** Selected excerpt follows **

Ever since I went back to the clinic, all sorts of horrible thoughts and images are bombarding me. Talking about Dad’s death that way, and my terrific guilt about my therapist suffering whatever she might have been suffering at the time with her husband having had his larynx removed before she and I even started treatment. But I didn’t know, and she never said. Until after she had left.

I keep seeing Dad as he was on those last days, wretchedly thin, gasping for air, the window wide open and the room freezing cold. His eyes, bluer than blue, the ice blue I associated with the rage of my childhood. Only now they were open in uncomprehending panic, a sort of “what kind of huge cosmic insult is this?” Amazing how hard it is for someone to die, even when they want to.

Then I see his dead face, looking at it sideways as I lay on the drenched, soiled bed next to him. Apparently I lay there for hours. He didn’t look like himself any more. There was no soul there. Even my cat Mooki looked like Mooki when she died, which was part of why it was so hard to let Dr. Martinez take her body. This huge, gaping hole of grief has been torn open again, and it’s just plain wrong.

** End of Selected excerpt **

Directions:
[a] List every person and animal mentioned in the passage about grief.
[b] In the passage about grief, what had been removed from the therapist's husband?
Answer using only the passage about grief above.

** Data extracts follows **

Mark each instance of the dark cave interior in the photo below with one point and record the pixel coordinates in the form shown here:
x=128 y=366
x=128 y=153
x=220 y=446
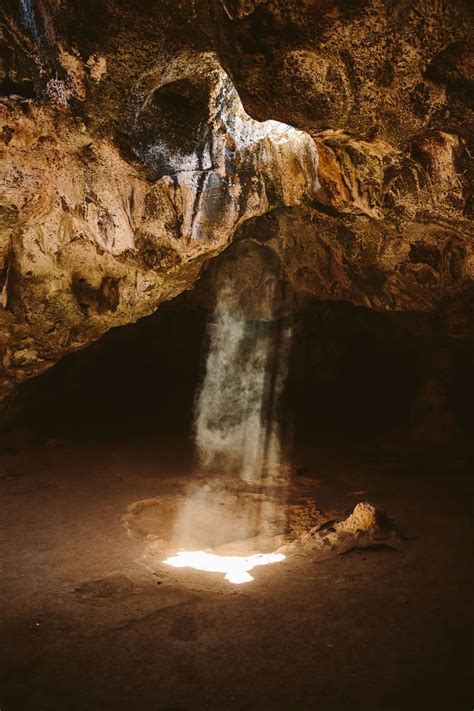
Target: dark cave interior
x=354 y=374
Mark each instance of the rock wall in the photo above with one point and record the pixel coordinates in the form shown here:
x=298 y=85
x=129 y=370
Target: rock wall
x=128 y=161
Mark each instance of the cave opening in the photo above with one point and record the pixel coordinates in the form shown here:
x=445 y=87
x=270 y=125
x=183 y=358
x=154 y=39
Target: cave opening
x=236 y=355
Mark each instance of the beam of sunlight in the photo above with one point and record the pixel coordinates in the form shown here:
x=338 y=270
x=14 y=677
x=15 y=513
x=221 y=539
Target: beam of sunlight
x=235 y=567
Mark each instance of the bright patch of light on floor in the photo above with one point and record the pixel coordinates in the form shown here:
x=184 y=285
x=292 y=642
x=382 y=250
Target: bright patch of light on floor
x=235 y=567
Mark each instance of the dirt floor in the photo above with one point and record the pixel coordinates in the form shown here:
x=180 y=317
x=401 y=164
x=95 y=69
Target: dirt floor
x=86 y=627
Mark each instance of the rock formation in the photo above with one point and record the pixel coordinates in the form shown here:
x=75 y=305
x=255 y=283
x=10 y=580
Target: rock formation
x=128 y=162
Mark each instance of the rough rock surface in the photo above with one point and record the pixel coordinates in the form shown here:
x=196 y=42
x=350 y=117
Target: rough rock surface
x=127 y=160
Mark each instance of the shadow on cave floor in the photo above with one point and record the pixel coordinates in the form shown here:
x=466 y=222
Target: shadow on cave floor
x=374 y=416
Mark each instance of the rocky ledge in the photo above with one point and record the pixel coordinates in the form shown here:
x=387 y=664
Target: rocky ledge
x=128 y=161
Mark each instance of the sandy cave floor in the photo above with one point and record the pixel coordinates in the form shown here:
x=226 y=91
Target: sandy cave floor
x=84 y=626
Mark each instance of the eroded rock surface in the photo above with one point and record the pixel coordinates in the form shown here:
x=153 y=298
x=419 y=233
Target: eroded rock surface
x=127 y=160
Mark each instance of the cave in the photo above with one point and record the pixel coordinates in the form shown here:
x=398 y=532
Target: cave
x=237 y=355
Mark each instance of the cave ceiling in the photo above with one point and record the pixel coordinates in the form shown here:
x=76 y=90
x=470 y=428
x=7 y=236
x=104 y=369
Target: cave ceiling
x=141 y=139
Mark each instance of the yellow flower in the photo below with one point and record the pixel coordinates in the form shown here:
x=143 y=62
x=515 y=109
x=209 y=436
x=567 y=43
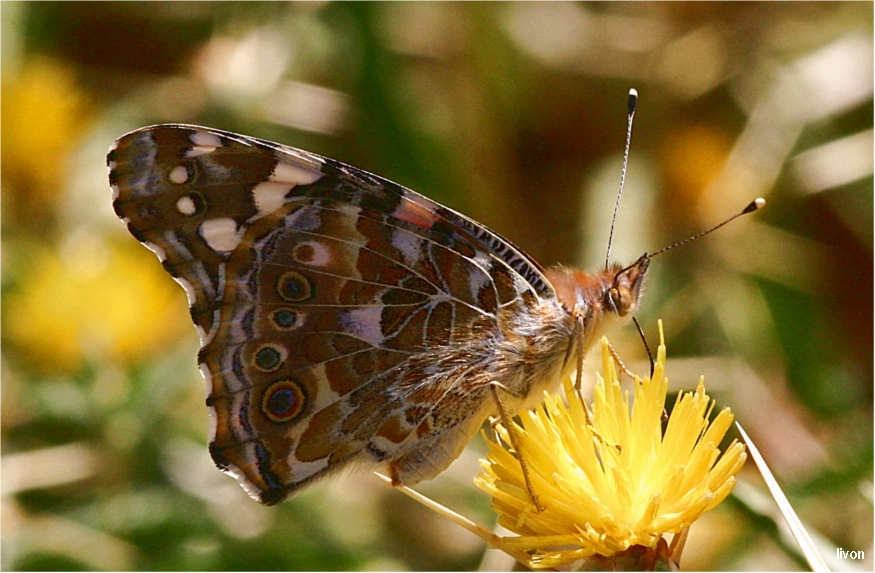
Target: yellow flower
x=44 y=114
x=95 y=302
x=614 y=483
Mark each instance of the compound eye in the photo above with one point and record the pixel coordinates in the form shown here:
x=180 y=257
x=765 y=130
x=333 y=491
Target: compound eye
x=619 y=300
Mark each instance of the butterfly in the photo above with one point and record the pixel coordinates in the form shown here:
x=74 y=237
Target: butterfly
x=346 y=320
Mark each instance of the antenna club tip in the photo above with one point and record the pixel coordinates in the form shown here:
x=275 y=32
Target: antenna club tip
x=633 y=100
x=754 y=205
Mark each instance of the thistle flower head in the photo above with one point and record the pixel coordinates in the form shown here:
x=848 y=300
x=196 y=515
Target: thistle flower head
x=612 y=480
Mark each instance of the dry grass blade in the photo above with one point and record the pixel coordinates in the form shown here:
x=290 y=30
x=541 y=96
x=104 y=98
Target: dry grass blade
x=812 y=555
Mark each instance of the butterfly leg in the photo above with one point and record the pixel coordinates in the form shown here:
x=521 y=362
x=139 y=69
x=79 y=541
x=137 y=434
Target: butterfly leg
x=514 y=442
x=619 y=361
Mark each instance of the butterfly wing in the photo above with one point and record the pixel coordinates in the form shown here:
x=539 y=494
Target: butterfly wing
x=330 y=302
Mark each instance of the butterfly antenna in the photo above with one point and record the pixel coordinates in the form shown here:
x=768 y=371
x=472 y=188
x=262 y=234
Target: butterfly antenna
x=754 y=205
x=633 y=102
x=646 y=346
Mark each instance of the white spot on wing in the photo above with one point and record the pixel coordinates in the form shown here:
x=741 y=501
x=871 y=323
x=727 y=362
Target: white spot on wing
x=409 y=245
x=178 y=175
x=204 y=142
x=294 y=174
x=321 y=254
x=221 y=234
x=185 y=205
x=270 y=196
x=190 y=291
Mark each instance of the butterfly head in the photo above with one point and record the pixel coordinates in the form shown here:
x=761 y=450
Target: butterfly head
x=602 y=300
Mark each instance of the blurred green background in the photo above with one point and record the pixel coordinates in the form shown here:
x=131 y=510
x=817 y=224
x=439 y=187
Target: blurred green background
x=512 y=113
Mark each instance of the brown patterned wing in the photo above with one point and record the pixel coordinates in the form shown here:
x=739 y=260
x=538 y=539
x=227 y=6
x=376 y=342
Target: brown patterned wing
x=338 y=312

** End of Data extracts **
** Data extracts follows **

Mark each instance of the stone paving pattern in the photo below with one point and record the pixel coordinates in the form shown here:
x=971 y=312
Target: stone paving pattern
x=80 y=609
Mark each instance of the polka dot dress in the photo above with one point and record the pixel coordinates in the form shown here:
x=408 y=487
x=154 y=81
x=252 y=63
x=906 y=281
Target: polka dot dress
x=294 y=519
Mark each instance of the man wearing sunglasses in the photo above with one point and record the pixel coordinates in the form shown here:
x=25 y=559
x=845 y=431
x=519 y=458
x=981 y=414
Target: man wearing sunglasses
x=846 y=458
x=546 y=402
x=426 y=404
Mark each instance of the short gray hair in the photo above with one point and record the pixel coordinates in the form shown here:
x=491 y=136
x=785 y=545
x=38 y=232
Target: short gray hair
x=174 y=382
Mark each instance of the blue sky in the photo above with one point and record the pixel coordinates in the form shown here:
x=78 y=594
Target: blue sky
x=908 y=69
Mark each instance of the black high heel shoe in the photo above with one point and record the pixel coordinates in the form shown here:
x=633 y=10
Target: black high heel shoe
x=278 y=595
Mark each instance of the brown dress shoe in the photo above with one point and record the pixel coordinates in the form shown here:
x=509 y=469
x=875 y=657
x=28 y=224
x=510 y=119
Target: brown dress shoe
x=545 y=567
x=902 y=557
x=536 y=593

** End of Data extracts **

Exercise solutions:
[a] Dad, the therapist, the therapist's husband, the cat Mooki, Dr. Martinez

[b] His larynx.